• Work instructions:
Render each line of the rows below as one string in a JSON list, leaving out blank lines.
Start Data entries
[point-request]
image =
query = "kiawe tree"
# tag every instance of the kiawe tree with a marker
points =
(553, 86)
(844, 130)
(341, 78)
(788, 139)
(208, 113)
End Data entries
• Output below:
[
  "[point-request]",
  "image =",
  "query = \"kiawe tree\"",
  "# tag every instance of the kiawe tree with a marker",
  "points =",
  "(553, 86)",
  "(844, 130)",
  "(341, 78)",
  "(788, 139)",
  "(208, 113)"
]